* PASSAGE FOR REVIEW:
# # # # # # #
The 70th anniversary of the NHS

NHS

The antecedents of the NHS are to be found in Tredegar and in the Beveridge report, which preceded it. Disease was one of Beveridge’s five great evils. Infectious diseases such as polio, diphtheria and tuberculosis caused people to die in their early and mid-50s on average. The need for a sufficient and healthy labour force to rebuild the economy necessitated combating those diseases, which also caused a high rate of infant mortality. The need for a better, longer-living workforce drove much of what Beveridge looked at.

There was in fact a good deal of state funding provision before 1948 to cope with the devastation of disease, but what Bevan did, against tremendous opposition within the service and politically, was to centralise the system, nationalise hospital provision, create standards across the country and, crucially, give people the assurance that they would always be seen and treated, based on their need, not their ability to pay.

The health service was built on a tripartite structure of hospital, GP and community services. In return for good terms and conditions, clinical freedom and autonomy in the system, the doctors finally agreed and the NHS was born. It was a wonderful achievement, but it was also a wonderful compromise. Over the past 70 years, the tensions in that compromise—the local versus the national, the role of clinical autonomy, priorities and the quality of the service—have regularly surfaced. There are always crises—astonishingly, every year there is a winter.
# # # # # # #
[Saved entries]
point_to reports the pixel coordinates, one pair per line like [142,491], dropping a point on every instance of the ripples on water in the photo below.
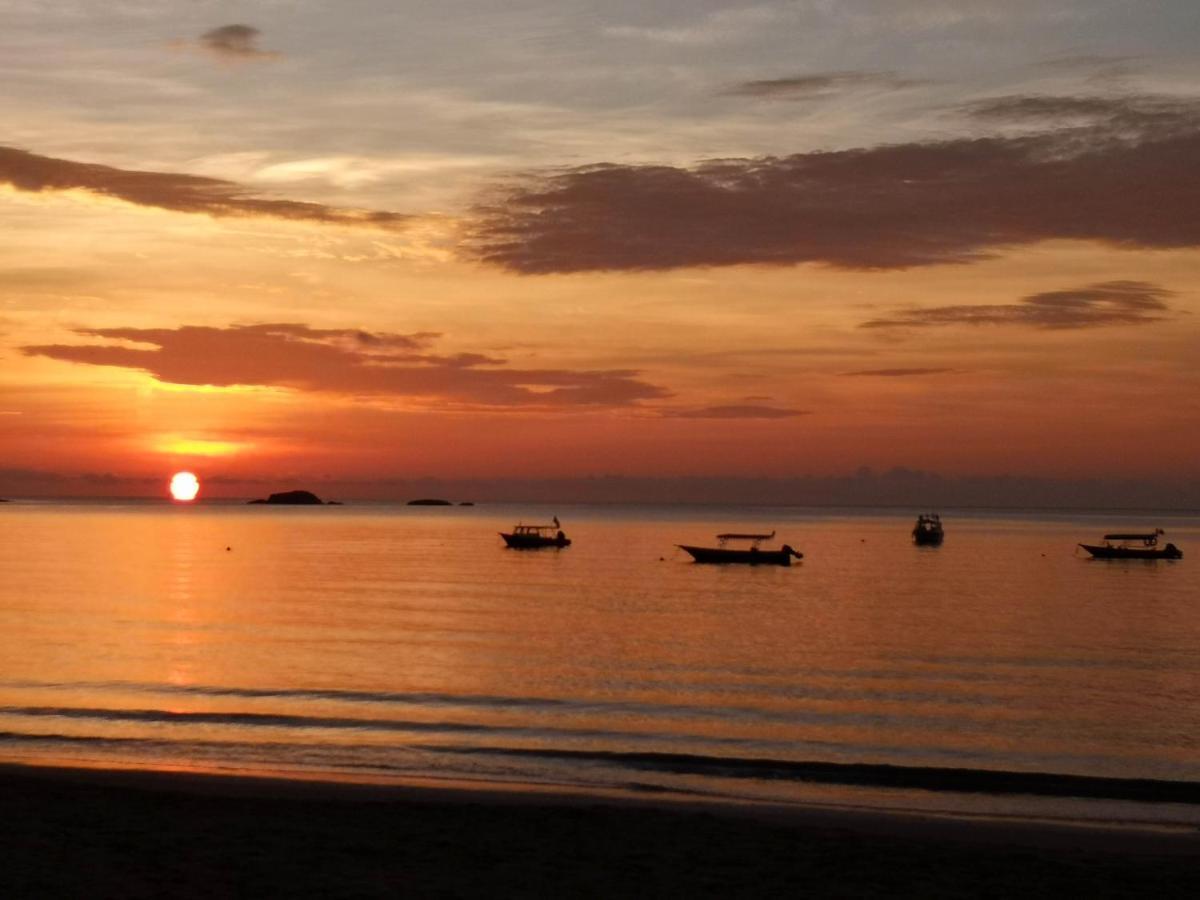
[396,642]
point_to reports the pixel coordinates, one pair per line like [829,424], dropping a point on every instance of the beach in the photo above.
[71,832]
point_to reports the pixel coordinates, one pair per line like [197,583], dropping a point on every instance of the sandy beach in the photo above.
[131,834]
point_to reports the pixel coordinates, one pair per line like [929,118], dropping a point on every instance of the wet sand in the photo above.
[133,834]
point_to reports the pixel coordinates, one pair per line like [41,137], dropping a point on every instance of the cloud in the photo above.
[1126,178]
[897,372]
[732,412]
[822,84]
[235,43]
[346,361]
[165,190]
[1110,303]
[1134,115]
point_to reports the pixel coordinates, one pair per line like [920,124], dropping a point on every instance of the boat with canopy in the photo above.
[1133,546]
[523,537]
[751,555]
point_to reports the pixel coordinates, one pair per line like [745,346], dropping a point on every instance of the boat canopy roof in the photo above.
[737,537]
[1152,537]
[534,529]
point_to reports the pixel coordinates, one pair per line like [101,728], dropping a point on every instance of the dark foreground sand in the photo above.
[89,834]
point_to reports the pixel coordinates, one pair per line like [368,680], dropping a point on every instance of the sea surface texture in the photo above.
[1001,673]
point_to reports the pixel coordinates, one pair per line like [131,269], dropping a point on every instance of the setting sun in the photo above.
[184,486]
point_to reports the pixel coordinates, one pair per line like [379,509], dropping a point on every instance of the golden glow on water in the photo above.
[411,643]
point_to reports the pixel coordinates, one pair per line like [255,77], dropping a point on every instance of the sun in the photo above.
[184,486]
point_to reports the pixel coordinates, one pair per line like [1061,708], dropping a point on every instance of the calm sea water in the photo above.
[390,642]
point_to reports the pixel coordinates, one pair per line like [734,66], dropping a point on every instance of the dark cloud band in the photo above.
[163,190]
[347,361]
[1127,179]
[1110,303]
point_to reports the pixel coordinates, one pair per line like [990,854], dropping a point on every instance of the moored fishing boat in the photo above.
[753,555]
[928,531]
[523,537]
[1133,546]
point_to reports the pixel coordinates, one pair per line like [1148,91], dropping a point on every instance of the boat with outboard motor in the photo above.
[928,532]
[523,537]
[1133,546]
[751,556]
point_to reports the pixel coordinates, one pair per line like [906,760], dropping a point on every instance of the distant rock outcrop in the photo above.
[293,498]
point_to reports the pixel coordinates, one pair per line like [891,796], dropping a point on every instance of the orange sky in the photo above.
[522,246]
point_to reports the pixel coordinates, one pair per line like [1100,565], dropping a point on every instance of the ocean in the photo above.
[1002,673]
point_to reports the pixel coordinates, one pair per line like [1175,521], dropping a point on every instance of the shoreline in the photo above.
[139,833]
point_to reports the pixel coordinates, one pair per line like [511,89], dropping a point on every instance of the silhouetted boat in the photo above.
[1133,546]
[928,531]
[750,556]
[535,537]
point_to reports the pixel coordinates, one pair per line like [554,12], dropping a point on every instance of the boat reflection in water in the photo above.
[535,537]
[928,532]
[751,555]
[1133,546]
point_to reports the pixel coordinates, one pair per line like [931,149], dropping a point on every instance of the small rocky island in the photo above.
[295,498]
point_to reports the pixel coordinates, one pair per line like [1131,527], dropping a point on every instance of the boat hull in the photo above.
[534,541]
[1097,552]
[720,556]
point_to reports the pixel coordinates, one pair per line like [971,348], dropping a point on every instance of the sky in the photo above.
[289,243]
# # # # # # #
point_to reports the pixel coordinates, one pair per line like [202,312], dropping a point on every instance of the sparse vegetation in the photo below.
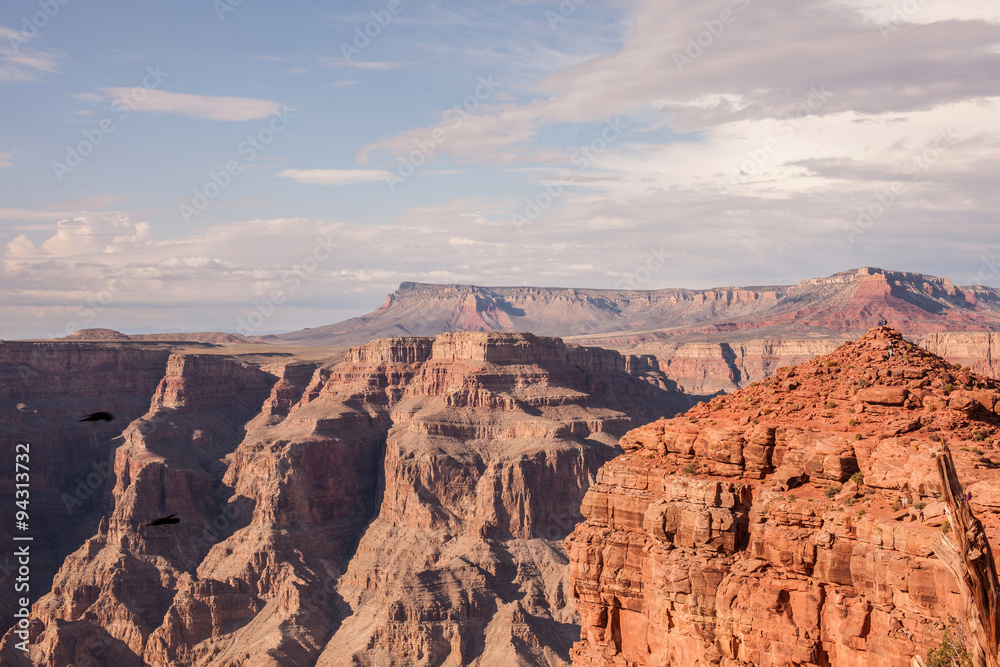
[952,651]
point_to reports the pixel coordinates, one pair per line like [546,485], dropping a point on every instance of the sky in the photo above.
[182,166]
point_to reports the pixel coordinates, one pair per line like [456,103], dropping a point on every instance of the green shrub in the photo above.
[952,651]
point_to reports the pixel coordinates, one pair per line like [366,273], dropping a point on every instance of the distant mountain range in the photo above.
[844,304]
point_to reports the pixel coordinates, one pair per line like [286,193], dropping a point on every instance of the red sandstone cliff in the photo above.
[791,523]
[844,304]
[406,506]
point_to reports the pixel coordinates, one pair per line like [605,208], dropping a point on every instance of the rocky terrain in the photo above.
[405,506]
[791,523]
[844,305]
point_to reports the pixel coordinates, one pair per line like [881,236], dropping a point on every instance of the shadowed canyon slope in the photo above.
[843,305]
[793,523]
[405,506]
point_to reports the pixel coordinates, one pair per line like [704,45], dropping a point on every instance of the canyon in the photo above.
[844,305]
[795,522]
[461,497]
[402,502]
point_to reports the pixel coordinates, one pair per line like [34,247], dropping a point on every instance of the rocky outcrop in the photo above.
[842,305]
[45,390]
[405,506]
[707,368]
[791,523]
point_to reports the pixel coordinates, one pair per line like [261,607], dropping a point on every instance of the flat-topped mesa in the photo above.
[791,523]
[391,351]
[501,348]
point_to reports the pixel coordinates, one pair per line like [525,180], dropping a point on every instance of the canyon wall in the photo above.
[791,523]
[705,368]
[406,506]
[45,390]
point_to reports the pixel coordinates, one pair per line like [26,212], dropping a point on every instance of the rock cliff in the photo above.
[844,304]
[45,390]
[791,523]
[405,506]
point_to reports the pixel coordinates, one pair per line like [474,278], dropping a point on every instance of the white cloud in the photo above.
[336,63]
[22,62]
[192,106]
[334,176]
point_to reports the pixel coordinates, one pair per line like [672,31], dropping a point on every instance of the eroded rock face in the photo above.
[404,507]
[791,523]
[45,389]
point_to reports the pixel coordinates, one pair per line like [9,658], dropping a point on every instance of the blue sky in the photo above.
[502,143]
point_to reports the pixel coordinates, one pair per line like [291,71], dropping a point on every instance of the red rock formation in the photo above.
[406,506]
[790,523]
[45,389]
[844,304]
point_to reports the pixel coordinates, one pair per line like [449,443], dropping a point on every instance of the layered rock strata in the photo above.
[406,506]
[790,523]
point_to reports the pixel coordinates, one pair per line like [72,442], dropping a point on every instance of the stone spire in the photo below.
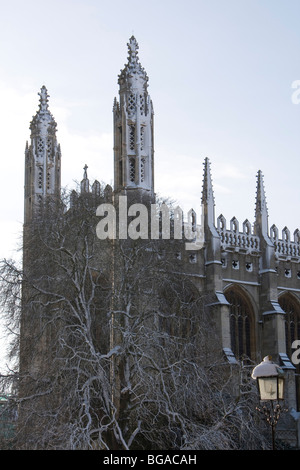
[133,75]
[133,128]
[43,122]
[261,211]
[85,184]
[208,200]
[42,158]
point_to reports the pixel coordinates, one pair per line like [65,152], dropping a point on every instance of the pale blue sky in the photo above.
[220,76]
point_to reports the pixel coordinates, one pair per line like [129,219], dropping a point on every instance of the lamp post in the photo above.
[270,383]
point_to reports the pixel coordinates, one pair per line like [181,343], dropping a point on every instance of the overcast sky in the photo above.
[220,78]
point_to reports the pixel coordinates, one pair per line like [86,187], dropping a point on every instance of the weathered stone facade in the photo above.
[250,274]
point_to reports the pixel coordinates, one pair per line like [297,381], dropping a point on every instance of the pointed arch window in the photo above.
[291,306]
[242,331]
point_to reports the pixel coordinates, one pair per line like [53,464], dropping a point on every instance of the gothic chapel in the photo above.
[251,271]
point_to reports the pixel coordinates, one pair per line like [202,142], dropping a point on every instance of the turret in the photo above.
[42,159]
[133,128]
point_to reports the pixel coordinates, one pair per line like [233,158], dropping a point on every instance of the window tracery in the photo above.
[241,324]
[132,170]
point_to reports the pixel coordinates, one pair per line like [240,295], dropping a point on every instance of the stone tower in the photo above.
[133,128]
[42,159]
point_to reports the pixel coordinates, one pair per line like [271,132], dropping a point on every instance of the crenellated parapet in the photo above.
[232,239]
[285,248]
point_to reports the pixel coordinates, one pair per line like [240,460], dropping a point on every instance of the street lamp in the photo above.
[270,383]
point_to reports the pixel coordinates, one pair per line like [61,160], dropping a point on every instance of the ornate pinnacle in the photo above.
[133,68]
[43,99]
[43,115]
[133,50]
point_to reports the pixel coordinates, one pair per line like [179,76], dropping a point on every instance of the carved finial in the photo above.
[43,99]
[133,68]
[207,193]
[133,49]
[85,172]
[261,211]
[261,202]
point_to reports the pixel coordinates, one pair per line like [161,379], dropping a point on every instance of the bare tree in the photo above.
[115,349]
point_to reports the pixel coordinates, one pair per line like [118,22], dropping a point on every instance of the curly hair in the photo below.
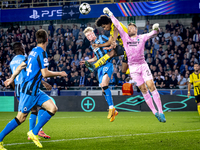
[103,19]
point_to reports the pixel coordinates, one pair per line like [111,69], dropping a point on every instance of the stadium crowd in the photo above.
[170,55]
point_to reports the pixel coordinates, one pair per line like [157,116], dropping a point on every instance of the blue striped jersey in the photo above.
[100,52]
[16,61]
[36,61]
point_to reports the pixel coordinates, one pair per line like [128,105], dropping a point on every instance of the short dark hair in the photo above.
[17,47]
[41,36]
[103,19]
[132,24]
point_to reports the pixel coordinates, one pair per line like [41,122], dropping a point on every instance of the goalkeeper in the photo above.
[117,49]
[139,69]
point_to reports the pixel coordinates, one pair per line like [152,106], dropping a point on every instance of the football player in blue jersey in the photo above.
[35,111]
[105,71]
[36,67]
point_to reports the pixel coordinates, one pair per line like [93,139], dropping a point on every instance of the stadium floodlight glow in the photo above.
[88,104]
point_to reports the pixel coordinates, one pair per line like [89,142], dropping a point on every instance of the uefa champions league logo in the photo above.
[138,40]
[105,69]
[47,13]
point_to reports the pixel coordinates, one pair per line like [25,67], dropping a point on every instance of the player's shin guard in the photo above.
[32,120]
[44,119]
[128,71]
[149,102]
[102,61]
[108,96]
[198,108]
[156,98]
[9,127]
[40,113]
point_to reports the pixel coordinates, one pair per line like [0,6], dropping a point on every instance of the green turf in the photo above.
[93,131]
# # # # # # #
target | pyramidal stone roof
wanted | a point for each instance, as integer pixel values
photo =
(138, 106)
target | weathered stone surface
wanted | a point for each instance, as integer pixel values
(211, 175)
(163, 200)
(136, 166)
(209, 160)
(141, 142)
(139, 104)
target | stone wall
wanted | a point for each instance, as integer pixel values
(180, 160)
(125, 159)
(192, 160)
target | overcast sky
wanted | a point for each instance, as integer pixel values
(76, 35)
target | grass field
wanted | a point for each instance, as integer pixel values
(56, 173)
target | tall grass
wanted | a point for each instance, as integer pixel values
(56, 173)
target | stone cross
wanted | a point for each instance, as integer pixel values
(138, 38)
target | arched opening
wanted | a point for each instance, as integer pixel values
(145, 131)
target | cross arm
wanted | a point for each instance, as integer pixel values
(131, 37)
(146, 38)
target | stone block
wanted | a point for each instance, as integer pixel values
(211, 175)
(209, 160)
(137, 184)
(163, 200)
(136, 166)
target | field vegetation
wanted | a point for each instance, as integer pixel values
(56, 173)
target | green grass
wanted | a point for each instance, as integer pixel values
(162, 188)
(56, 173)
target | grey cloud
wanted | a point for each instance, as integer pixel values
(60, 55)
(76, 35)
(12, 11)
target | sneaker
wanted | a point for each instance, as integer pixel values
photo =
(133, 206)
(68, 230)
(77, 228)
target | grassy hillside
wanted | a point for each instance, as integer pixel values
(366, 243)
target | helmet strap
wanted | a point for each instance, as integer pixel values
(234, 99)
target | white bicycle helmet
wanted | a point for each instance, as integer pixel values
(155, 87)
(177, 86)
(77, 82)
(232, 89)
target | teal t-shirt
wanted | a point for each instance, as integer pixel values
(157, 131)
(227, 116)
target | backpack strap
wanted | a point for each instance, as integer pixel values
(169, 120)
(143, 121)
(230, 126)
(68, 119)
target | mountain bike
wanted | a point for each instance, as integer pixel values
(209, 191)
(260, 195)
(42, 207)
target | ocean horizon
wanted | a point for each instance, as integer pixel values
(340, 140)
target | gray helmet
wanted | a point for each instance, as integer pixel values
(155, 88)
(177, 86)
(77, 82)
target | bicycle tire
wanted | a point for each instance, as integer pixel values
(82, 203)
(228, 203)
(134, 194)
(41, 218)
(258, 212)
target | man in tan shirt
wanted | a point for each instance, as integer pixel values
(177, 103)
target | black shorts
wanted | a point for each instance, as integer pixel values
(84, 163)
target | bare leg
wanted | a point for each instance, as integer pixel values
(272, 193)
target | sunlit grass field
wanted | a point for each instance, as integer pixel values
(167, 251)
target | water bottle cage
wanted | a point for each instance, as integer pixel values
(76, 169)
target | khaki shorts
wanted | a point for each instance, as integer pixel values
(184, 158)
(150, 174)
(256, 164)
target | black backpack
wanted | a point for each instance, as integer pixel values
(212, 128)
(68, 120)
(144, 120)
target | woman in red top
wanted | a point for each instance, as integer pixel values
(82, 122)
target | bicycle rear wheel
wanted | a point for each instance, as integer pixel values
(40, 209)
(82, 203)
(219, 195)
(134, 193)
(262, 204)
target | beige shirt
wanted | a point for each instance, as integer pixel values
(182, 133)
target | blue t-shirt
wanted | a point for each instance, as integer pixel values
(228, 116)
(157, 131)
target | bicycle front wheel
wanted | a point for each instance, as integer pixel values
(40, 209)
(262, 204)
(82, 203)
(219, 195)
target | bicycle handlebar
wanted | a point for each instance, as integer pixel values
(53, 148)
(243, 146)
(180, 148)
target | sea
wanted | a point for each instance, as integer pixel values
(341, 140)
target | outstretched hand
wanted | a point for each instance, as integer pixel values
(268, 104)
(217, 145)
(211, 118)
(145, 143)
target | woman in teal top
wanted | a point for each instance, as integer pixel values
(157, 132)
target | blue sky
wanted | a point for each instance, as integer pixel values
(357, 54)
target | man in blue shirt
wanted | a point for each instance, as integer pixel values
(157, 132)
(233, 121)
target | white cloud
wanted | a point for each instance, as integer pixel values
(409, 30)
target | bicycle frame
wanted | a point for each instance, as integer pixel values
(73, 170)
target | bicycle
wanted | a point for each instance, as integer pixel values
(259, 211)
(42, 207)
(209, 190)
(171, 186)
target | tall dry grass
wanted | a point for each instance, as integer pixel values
# # # # # # #
* ACTIONS TO TAKE:
A. Please condense the paragraph beginning "The health service was built on a tripartite structure" from the passage on the NHS into a short bulleted list that keeps its main facts.
B. According to the passage on the NHS, at what ages did infectious diseases cause people to die on average?
C. Continue the passage on the NHS from the point where it ends.

* WRITTEN ANSWERS:
A.
- The NHS was built on three parts: hospital, GP and community services.
- Doctors agreed to it in return for good terms and conditions, clinical freedom and autonomy.
- It was both a wonderful achievement and a wonderful compromise.
- Over 70 years, tensions in that compromise have regularly surfaced: local versus national, clinical autonomy, priorities and quality of service.
- Crises recur, and every year there is a winter.

B. In their early and mid-50s.

C.
We now treat 1 million people every 36 hours, and employ nearly 2 million people. We are very grateful for everything they do, and we celebrate them today on this 70th year. However, the challenges are different today, and the service should therefore be different in the next 70 years. This anniversary is an opportunity to celebrate the achievement, revisit the compromise and set a course that is as resilient for the next 70 years. The diseases that are with us today—cancer, and cardiovascular, respiratory and liver disease—are very different. Depending on a person’s social class, dietary risks, tobacco and obesity are the biggest contributors to early death and disability. Alcohol and drug misuse, and lack of physical activity, are also key. We are finally starting to appreciate the impact of mental health and social isolation on physical health.

Life expectancy has increased, but the prevalence of people living with one or more limiting long-term illnesses has changed the picture of healthcare demand, and that requires the system to change. In Bristol, women live an average of 64 years in good health, but a further 19 years in poor health. For men, the figures are 63 and 15 years, but that average masks a huge range in social class. Several areas of my Bristol South constituency are in the bottom 5% in England for male life expectancy. In 2010 the Marmot review told us that such health inequalities cost us approximately £36 billion to £40 billion in lost taxes and costs in welfare and to the NHS—that is a huge amount of money. We must prevent and manage life-limiting diseases and address the silent misery of families who support and cope with people living with them.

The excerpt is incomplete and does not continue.